··· Extrait à lire
Dans une étude publiée le 9 novembre 2020 dans The Lancet, les auteurs ont analysé les données issues de 54 centres de santé aux États-Unis (hospitaliers mais aussi de soins primaires), sur un total de 68 millions de patients, dont 62 354 avaient eu un diagnostic de Covid. Un antécédent psychiatrique (trouble de l’attention, bipolarité, dépression, schizophrénie) était associé à une incidence accrue d’infection par le SARS-CoV-2 par rapport aux contrôles. Ce sur-risque était indépendant des facteurs de risque physiques connus, et des variables socio-économiques ; toutefois, il augmentait avec l’âge.
Dans une autre étude (The Lancet Healthy Longevity), l’équipe de Huazhen Yang – en utilisant les données longitudinales (issues de la UK Biobank) de 421 014 sujets d’âge moyen et avancé (67-80 ans en moyenne) – a comparé les patients diagnostiqués d’un trouble psychiatrique (hospitalisés au moins une fois pour cette raison avant la pandémie) et ceux sans antécédent psychiatrique. Conclusions : les individus ayant un trouble psychiatrique confirmé avant le 1er janvier 2020 étaient plus à risque d’être infectés, d’être hospitalisés et de décéder de la Covid, indépendamment d’autres variables (facteurs socioéconomiques, tabagisme). Ce risque était encore plus élevé chez les sujets souffrant de plusieurs troubles psychiatriques. Une analyse en sous-groupe montre des résultats similaires chez les sujets diagnostiqués en soins primaires, même si l’augmentation du risque est moindre.
Quelles sont les possibles explications de cette susceptibilité accrue à la Covid ? Si une moindre observance aux recommandations de distanciation sociale peut être en cause, les auteurs évoquent également un possible rôle de l’état pro-inflammatoire associé aux troubles psychiatriques, traduisant une dysrégulation immunitaire.
Enfin, une étude française publiée fin octobre s’est focalisée sur les patients schizophrènes. Parmi les 50 750 patients inclus (tous les sujets hospitalisés pour une infection Covid en France entre février et juin 2020), 823 avaient une schizophrénie (1,6 %). Ces derniers ont connu une augmentation de la mortalité hospitalière (25,6 % contre 21,7 % pour les autres patients) et une diminution du taux d’admission en unité de soins intensifs-réanimation (23,7 % contre 28,4 %) par rapport aux témoins.
De fortes hétérogénéités ont été observées selon l’âge. Si les schizophrènes de moins de 55 ans avaient un taux supérieur d’admission en réa par rapport aux contrôles du même âge (+13,93 %), suggérant qu’ils avaient des formes plus graves de la maladie, ceux entre 65 et 80 ans étaient moins transférés en réanimation (−15,44 %). Pourtant, dans cette tranche d’âge, la mortalité était particulièrement élevée (augmentée de 7,89 % par rapport aux témoins du même âge) !
Selon les auteurs de l’étude, cette surmortalité pourrait être liée à la surreprésentation dans cette tranche d’âge des patients schizophrènes institutionnalisés et atteints de démence, souvent isolés. En outre, une certaine stigmatisation des maladies mentales (patients ayant des troubles comportementaux/agressifs potentiels) pourrait expliquer des taux d’admission plus faibles en réanimation des schizophrènes provenant des maisons de soins infirmiers et des services psychiatriques.
······
··· Données fournies
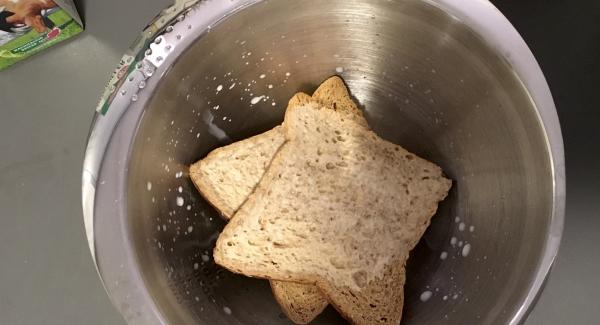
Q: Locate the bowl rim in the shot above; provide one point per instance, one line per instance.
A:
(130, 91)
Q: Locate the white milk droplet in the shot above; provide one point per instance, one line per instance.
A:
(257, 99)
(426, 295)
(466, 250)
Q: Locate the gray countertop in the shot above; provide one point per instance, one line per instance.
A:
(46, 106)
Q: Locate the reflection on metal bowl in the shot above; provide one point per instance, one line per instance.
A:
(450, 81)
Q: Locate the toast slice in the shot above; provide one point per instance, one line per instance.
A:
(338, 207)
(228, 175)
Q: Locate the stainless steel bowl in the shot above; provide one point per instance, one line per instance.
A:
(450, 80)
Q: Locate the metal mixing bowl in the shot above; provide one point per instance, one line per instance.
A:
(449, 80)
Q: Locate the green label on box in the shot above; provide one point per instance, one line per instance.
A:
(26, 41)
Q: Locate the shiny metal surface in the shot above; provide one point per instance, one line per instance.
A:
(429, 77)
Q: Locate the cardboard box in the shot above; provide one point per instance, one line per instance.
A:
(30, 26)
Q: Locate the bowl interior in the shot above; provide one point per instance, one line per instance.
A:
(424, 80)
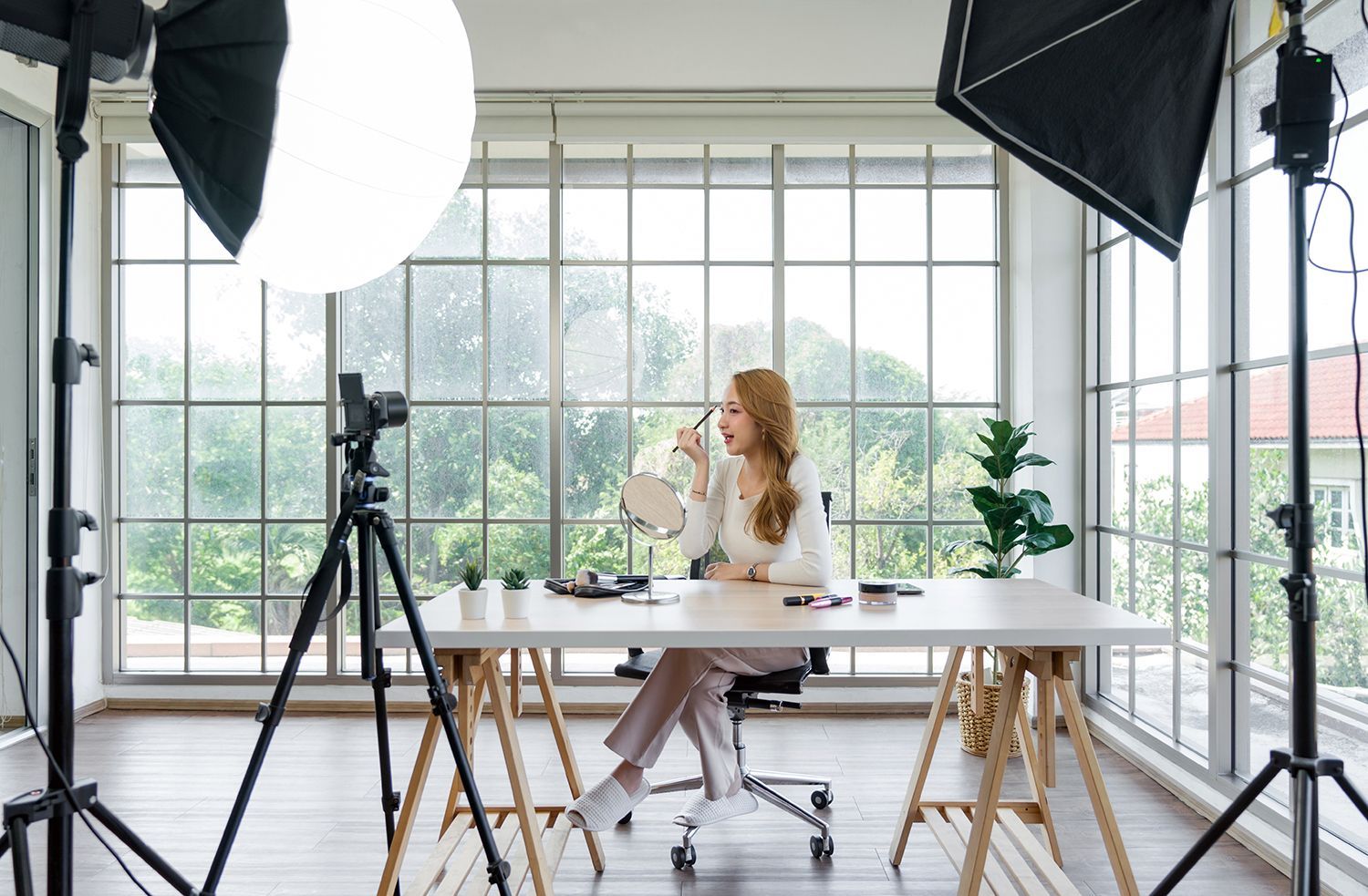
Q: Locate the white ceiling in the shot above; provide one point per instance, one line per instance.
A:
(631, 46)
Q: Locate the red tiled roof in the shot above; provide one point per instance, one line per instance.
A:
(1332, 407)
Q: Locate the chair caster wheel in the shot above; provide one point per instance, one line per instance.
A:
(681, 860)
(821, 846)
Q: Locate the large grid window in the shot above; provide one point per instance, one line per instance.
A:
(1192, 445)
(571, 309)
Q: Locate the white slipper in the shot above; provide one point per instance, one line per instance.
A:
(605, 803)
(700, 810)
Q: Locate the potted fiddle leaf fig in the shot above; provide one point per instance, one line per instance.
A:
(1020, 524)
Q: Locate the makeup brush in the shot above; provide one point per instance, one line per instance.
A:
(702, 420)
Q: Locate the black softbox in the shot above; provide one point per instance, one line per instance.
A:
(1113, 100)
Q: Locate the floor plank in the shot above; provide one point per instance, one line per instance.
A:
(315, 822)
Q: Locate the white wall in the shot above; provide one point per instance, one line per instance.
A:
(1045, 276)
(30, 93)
······
··· Données fournies
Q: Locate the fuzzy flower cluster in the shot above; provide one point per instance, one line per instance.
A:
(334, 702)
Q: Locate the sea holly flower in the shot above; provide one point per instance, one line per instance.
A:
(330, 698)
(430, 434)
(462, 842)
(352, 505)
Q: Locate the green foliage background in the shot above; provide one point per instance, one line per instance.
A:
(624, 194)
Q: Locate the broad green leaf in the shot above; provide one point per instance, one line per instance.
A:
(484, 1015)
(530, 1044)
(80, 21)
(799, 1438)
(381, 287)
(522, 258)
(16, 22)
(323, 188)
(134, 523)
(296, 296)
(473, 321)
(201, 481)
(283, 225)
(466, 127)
······
Consigne = Relevez, dans l'extrait ci-dessus sur les troubles psychiatriques et la Covid, les antécédents psychiatriques cités entre parenthèses à propos de l'étude parue dans The Lancet le 9 novembre 2020.

Travail réalisé = trouble de l'attention, bipolarité, dépression, schizophrénie